SOURCE EXCERPT:
++++++++++

It is a very serious situation if Ministers cannot hear the questions. It is also a considerable discourtesy to the people of Scotland if, when we are discussing these important matters, questions and answers cannot be heard. Let us please try to have a bit of order.
West Coast Main Line
6. What discussions he has had with the Secretary of State for Transport and Ministers of the Scottish Government on the effect on communities in Scotland of the partial closure of the west coast main line. 
I have had a number of discussions with the Department for Transport and others to ensure that the closure of the Lamington viaduct, which is in my own constituency, is addressed as quickly as possible. We remain absolutely committed to working together with all parties to reopen the west coast line in the first week of March.
I apologise for my lack of voice. The closure of the west coast main line has a huge impact not only on the economy of southern Scotland, but on Cumbria, too, as it is a strategic cross-border crossing on which many businesses in my constituency rely. I was pleased to hear the Secretary of State say that it will be open in the first week of March, as it is so important. Will he confirm that the entirety will be open by 1 March?
I welcome the hon. Lady’s comments because, as she will be aware, my own constituents who use Lockerbie station are among those most affected by these changes. We are determined to get the west coast main line fully reopened in that first week in March.
The Prime Minister claims that he will get a good deal for Britain in the European Union. Would the Secretary of State like to see the United Kingdom play the same role and have the same powers in the EU that he claims Scotland currently has in the UK?
That was quite tangentially related to the west coast main line, but I hope that the dexterity of the Secretary of State will admit of an answer.
Mr Speaker, the west coast main line is one of the most important routes within the United Kingdom to Europe via London. I have set out my position in relation to the EU referendum. If the SNP genuinely wants Scotland to remain in the EU, it is important that, rather than concentrate on process issues, it gets out and campaigns for it.
Devolution and Local Government
7. What recent discussions he has had with Ministers of the Scottish Government on the effect of devolution on the powers and autonomy of Scottish local government; and if he will make a statement. 
I do not know whether the hon. Gentleman has had the opportunity to read my speech of 21 December, in which I set out that I fully support the devolution of power from Holyrood to local communities, as Lord Smith recommended in his commission agreement. This is the responsibility of the Scottish Parliament to implement, and I encourage them to do so.
Will the Secretary of State condemn those who use devolution to centralise power in Holyrood—whether it is the centralisation of the police, the fire service, health spending, local government spending, courts, colleges and enterprise companies? Will he ensure that he stands together with those who feel that devolution does not stop at Holyrood, but goes down to the Scottish local authorities and to the Scottish people?

++++++++++

Collected data:
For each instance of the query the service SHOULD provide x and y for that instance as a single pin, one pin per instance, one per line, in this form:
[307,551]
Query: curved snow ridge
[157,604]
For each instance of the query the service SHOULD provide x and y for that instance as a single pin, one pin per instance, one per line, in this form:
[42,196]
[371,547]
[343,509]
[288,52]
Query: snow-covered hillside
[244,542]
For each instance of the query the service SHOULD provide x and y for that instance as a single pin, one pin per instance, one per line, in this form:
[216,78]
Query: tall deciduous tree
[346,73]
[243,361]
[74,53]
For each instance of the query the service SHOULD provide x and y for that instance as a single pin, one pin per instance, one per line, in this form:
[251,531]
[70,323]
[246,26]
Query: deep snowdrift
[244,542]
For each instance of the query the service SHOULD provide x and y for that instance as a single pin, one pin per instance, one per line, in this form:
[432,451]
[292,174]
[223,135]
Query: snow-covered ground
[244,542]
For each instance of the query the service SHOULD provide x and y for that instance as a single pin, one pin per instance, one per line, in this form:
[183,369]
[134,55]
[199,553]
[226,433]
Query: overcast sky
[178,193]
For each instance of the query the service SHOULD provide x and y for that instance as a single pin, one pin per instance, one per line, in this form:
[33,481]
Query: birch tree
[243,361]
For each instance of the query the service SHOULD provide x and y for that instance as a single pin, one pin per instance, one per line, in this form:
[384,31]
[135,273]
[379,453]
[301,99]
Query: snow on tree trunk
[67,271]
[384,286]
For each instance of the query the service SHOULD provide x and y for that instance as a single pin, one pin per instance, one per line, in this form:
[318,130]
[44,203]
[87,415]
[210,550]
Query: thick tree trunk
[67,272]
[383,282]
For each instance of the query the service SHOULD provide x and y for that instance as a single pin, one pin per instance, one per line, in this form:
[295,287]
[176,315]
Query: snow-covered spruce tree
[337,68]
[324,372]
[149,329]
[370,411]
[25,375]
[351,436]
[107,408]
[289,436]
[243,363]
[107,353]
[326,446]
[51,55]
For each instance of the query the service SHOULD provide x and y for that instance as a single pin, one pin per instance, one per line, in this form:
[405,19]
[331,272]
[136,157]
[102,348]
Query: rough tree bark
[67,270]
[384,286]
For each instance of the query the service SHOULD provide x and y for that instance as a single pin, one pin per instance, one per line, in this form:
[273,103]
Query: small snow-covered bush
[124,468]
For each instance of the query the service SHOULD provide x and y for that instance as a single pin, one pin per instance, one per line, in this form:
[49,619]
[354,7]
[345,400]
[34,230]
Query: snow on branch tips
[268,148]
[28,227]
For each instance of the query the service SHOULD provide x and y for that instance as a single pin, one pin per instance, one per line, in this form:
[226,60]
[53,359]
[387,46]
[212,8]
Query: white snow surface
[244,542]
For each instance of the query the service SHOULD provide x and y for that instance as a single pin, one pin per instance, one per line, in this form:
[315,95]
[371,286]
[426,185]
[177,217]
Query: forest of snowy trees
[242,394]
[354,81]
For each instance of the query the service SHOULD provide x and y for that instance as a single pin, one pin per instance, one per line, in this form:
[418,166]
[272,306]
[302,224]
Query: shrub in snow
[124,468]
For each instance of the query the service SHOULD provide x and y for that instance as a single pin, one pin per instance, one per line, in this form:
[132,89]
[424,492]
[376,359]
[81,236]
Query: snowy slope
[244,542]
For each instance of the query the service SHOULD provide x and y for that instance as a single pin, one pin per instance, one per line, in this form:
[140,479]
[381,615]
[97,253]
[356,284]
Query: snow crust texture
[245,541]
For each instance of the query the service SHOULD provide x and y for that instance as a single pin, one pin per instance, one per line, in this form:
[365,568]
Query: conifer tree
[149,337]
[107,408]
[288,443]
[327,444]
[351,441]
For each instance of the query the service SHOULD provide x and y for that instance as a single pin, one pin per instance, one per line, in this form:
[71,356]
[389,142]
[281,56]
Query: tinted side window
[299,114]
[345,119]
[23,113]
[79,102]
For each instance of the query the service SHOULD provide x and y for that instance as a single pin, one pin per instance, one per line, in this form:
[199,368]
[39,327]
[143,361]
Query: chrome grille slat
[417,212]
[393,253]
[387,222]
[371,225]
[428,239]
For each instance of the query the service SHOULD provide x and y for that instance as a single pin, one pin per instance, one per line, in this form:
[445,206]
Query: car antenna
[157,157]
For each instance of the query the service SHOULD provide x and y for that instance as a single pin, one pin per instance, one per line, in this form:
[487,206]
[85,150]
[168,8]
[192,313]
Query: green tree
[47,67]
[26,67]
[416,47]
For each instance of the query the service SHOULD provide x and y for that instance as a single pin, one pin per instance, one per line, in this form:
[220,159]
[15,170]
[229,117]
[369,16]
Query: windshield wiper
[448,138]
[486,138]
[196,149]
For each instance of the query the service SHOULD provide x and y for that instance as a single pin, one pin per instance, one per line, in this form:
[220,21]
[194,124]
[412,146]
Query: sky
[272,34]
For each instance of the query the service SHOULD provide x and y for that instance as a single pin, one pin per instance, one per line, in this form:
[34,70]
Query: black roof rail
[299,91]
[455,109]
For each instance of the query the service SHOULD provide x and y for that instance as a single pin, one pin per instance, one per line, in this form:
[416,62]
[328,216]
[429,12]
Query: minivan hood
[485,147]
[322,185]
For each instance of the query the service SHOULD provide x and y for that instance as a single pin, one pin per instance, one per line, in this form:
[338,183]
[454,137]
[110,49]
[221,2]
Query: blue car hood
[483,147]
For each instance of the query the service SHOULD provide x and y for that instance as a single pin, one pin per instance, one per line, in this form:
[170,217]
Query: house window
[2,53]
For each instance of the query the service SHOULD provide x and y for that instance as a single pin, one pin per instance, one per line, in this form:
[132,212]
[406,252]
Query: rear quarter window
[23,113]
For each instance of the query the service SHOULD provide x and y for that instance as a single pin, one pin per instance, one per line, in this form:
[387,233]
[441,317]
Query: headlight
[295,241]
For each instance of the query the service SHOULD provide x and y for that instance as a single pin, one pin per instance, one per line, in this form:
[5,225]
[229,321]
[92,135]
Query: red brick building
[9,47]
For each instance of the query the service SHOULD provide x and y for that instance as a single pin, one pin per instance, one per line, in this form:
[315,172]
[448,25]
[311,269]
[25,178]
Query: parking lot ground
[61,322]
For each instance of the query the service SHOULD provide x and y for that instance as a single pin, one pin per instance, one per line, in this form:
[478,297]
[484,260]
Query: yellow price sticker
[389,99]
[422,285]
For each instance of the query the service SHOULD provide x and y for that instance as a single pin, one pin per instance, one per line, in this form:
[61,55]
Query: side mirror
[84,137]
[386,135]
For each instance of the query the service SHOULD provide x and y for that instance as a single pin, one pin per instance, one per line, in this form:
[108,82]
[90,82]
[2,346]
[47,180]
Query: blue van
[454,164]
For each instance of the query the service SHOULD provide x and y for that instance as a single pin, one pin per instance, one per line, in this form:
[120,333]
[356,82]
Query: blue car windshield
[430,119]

++++++++++

GIVEN INSTRUCTION A: Report every line of the records that contains the string "window". Case counts.
GIVEN INSTRUCTION B: Carry on the parliamentary exchange on Scotland from the point where it stops.

RESULT A:
Query: tinted side window
Query: house window
Query: rear quarter window

RESULT B:
I absolutely agree with the hon. Gentleman, and I can tell him the best way to achieve it, which is, under Ruth Davidson, to elect more Scottish Conservative MSPs to the Scottish Parliament.
In the interests of the record, can the Secretary of State confirm that, under the powers that are being devolved as part of the current Scotland Bill, the Scottish Government will be able to vary rates and bands of the Scottish rate of income tax—[Interruption.]
Order. I apologise for interrupting the hon. Gentleman. The Secretary of State and the Minister could not hear the question because of a rude eruption of noise. Perhaps the hon. Gentleman can ask his question again, and perhaps Members will have the common courtesy to allow him to be heard by their own Ministers.
Thank you, Mr Speaker. We are getting used to interruptions. In the interests of the record, can the Secretary of State confirm that, under the powers that are being devolved as part of the Scotland Bill, the Scottish Government will be able to vary rates and bands of the Scottish rate of income tax, allowing the Scottish Government to make progressive choices on these additional powers, and that the half-baked Labour plan to raise Scottish income tax for everyone before these additional powers are transferred—
Order. Members need to learn the merits of the blue pencil. If they used the blue pencil and questions were shorter, they would benefit.
The Scottish Parliament will indeed take on those very significant tax powers, which it will be able to use as it sees fit. I hope it will use them to make Scotland a more attractive place for business and commerce and to grow the Scottish economy and the Scottish population.
Last but not least, I call Fiona Bruce.
8. What discussions he has had with business organisations on economic trends in Scotland. 
My right hon. Friend the Secretary of State for Scotland has had a number of discussions with business organisations, including the Institute of Directors, the Scotch Whisky Association and Oil and Gas UK. It is because of this Government’s commitment to our long-term economic plan and economic prosperity that we have seen such growth in the Scottish economy. Thank goodness that the good people of Scotland voted to stay within a United Kingdom and reject independence.
Research by the Union of Shop, Distributive and Allied Workers shows that Scottish shop workers could lose up to £1,300 annually as stores increasingly abandon their additional Sunday pay rates in the light of the proposed Sunday trading regulations. Will the Minister take up these concerns with the Business Secretary?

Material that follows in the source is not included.